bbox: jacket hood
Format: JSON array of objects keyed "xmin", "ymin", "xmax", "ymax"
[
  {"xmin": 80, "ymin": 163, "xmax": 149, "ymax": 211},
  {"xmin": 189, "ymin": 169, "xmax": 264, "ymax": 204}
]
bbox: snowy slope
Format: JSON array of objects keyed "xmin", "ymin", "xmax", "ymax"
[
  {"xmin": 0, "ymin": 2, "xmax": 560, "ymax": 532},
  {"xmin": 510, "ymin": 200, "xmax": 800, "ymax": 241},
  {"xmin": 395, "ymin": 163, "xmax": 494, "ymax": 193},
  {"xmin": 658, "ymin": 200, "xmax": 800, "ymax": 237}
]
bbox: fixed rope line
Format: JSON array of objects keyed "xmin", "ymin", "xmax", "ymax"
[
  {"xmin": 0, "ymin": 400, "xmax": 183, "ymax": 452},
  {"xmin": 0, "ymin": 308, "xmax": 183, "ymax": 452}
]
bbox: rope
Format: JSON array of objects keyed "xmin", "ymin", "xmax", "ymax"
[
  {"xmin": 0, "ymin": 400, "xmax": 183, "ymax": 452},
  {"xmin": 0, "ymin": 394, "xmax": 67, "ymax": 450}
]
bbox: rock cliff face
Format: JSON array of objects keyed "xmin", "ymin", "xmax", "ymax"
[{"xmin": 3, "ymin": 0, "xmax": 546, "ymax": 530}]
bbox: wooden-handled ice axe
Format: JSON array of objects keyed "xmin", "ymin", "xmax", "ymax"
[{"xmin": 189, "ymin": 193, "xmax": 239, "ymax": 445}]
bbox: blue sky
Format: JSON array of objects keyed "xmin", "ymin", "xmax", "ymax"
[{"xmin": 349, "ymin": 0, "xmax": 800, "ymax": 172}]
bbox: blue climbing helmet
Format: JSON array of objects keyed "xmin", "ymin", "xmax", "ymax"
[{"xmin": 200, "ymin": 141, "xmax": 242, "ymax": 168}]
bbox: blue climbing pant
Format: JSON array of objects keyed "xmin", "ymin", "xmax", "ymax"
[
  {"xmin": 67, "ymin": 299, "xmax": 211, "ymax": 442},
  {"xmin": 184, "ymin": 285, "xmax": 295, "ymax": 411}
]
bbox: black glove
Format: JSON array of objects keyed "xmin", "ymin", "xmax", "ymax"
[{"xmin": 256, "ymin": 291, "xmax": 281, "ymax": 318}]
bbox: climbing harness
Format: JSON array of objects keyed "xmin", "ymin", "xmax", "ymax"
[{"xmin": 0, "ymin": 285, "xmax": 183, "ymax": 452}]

※

### STATED TASK:
Reproduce every line of the material above without changing a single character.

### EXERCISE RESPONSE:
bbox: jacket hood
Format: JSON array of objects keyed "xmin", "ymin", "xmax", "ymax"
[
  {"xmin": 80, "ymin": 163, "xmax": 149, "ymax": 211},
  {"xmin": 189, "ymin": 169, "xmax": 264, "ymax": 204}
]
bbox: snowy slope
Format: JSON array of objects keyed "xmin", "ymin", "xmax", "ymax"
[
  {"xmin": 0, "ymin": 2, "xmax": 560, "ymax": 532},
  {"xmin": 510, "ymin": 200, "xmax": 800, "ymax": 241},
  {"xmin": 395, "ymin": 163, "xmax": 494, "ymax": 193},
  {"xmin": 658, "ymin": 200, "xmax": 800, "ymax": 237}
]
bbox: fixed rope line
Format: JSON array of objects keyed "xmin", "ymin", "xmax", "ymax"
[
  {"xmin": 0, "ymin": 400, "xmax": 183, "ymax": 452},
  {"xmin": 0, "ymin": 308, "xmax": 183, "ymax": 452}
]
bbox: rope
Format: JSON array of objects keyed "xmin", "ymin", "xmax", "ymax"
[
  {"xmin": 0, "ymin": 400, "xmax": 183, "ymax": 452},
  {"xmin": 0, "ymin": 394, "xmax": 67, "ymax": 450}
]
bbox: rock cliff face
Format: JSON array of objects keyed "xmin", "ymin", "xmax", "ymax"
[{"xmin": 3, "ymin": 0, "xmax": 546, "ymax": 530}]
bbox: wooden-handled ice axe
Format: JSON array of objects keyed "xmin", "ymin", "xmax", "ymax"
[{"xmin": 189, "ymin": 193, "xmax": 239, "ymax": 445}]
bbox: blue sky
Format: JSON array of objects keyed "xmin", "ymin", "xmax", "ymax"
[{"xmin": 349, "ymin": 0, "xmax": 800, "ymax": 172}]
bbox: blue climbing helmet
Format: JSON array of objects keyed "xmin", "ymin", "xmax", "ymax"
[{"xmin": 200, "ymin": 141, "xmax": 242, "ymax": 168}]
bbox: blue climbing pant
Format: JSON array of objects keyed "xmin", "ymin", "xmax", "ymax"
[
  {"xmin": 67, "ymin": 299, "xmax": 211, "ymax": 442},
  {"xmin": 184, "ymin": 285, "xmax": 295, "ymax": 411}
]
bbox: black glove
Format: JSON array of objects keyed "xmin", "ymin", "xmax", "ymax"
[{"xmin": 256, "ymin": 291, "xmax": 281, "ymax": 318}]
bbox: climbing harness
Format: JSON array of objects keyed "xmin", "ymin", "xmax", "ymax"
[{"xmin": 0, "ymin": 285, "xmax": 183, "ymax": 452}]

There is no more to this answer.